**Given information:**
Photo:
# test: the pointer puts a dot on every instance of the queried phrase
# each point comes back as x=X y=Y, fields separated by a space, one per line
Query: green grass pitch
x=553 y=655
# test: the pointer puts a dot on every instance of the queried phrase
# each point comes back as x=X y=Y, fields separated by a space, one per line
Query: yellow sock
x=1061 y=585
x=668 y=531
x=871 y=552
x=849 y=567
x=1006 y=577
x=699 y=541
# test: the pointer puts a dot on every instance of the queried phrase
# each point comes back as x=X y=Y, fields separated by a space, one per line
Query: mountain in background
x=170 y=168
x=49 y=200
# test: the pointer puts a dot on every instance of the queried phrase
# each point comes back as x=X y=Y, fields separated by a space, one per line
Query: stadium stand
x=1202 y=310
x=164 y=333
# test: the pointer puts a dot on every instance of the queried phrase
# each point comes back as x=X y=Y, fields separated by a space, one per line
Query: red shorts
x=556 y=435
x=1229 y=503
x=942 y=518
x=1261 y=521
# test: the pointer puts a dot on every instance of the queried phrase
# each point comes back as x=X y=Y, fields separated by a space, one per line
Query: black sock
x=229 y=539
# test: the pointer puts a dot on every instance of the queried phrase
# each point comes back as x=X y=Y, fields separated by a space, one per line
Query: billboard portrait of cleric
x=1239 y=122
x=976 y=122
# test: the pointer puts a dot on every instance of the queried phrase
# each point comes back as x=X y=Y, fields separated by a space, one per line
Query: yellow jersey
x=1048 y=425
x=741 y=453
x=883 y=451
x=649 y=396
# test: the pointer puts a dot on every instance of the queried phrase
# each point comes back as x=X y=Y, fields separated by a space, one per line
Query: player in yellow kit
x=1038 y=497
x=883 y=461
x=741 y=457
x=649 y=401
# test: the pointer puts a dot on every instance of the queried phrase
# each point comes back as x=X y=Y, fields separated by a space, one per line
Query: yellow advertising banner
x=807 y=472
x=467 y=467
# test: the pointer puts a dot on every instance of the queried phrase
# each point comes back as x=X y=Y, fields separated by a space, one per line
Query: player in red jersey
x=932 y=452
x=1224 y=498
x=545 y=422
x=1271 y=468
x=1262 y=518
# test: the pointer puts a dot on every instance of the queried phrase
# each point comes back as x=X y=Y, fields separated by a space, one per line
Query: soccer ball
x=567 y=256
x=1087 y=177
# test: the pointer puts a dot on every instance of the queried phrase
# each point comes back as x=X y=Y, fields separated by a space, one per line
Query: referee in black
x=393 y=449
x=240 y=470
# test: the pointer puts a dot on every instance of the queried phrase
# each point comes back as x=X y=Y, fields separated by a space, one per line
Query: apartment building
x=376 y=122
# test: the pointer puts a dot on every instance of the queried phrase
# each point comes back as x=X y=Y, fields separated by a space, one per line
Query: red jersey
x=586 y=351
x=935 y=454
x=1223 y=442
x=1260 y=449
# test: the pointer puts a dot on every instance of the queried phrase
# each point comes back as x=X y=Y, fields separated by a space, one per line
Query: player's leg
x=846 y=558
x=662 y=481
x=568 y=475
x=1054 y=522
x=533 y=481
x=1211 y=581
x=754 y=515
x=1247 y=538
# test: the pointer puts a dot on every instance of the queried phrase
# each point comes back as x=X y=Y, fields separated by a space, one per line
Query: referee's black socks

**Required work:**
Reproduce the material exactly, with every line intact.

**Exercise result:**
Photo:
# test: the pointer puts a dot on every instance of the queried phrase
# each point comes back as x=X y=Y, fields separated by a space, one per line
Query: green grass pitch
x=553 y=655
# test: the pointer puts a dot on every instance of the queried phrase
# each point comes back as x=X y=Y, fields separated by a space, one per line
Query: yellow sock
x=1061 y=585
x=668 y=531
x=871 y=552
x=849 y=567
x=1006 y=577
x=699 y=541
# test: the pointer puts a dot on every instance of the queried phrase
# each point comes back as x=X y=Y, fields separated by a space, one per line
Query: mountain in background
x=170 y=168
x=49 y=200
# test: the pointer puts a dot on every instance of the queried phrase
# each point comes back as x=X y=Y, fields separated by a space, one per line
Query: stadium stand
x=1202 y=310
x=164 y=333
# test: the pointer puts a dot on every instance of the queried phrase
# each point comes back as x=X y=Y, fields separated by a space, one per line
Query: red shorts
x=556 y=435
x=1229 y=503
x=942 y=518
x=1261 y=521
# test: the pointer puts a dot on every instance of the queried phrase
# each point comes back as x=X y=Y, fields separated by a space, one per line
Query: black sock
x=229 y=539
# test: the pointer puts a dot on every instance of the queried phrase
# each point comes back as x=X y=Y, fields separated by a space, one per line
Query: billboard portrait of cleric
x=1239 y=122
x=976 y=122
# test: the pointer puts a dot on every instance of the queried phrase
# each point comes back as x=X y=Y, fields separated by a space, one per line
Query: yellow jersey
x=1048 y=425
x=741 y=453
x=883 y=451
x=649 y=396
# test: the pointer puts a dot on every instance of the queried phrase
# each point comes back as x=X y=Y, fields separated by a space, one per line
Query: player in yellow kit
x=1038 y=497
x=883 y=461
x=741 y=457
x=649 y=401
# test: the pointer puts a dot on every instance of the queried phrase
# each point comes back as x=X y=Y, fields separated by a space, one per line
Query: yellow advertising banner
x=807 y=472
x=467 y=467
# test: the pointer puts a dot on every instance of the queried phrase
# each point comes back as x=X y=Y, fields separated by a space, one per line
Query: player in red jersey
x=932 y=452
x=1224 y=498
x=545 y=422
x=1271 y=468
x=1262 y=518
# test: the pointer puts a dot on every instance of the queried phrase
# each point comes back as x=X y=Y, fields separated by a space, one per line
Query: soccer ball
x=567 y=256
x=1087 y=177
# test: the pointer puts a dot on every instance of the queried phrase
# each point comes back as x=X y=Y, fields separated by a space, one per line
Query: referee in black
x=393 y=449
x=240 y=470
# test: the pointer puts a dot on every instance of the queried phrase
# each point comes back as x=X y=Y, fields separated by a space, one per line
Query: apartment building
x=376 y=122
# test: the pointer puts a dot on every instance of the queried phrase
# each point comes back as x=X y=Y, fields separated by a space, one per line
Query: red jersey
x=586 y=351
x=935 y=454
x=1223 y=442
x=1260 y=449
# test: the pointer puts a dot on every instance of the queried phrase
# each point comes back as x=X y=Y, fields separated by a space, one per line
Query: player's leg
x=846 y=558
x=662 y=481
x=568 y=475
x=1054 y=522
x=533 y=481
x=1211 y=581
x=754 y=515
x=1247 y=538
# test: the pointer puts a dot on every instance of the queried phrase
# each point comes back as x=X y=Y, fields separated by a space, one per line
Query: referee's black socks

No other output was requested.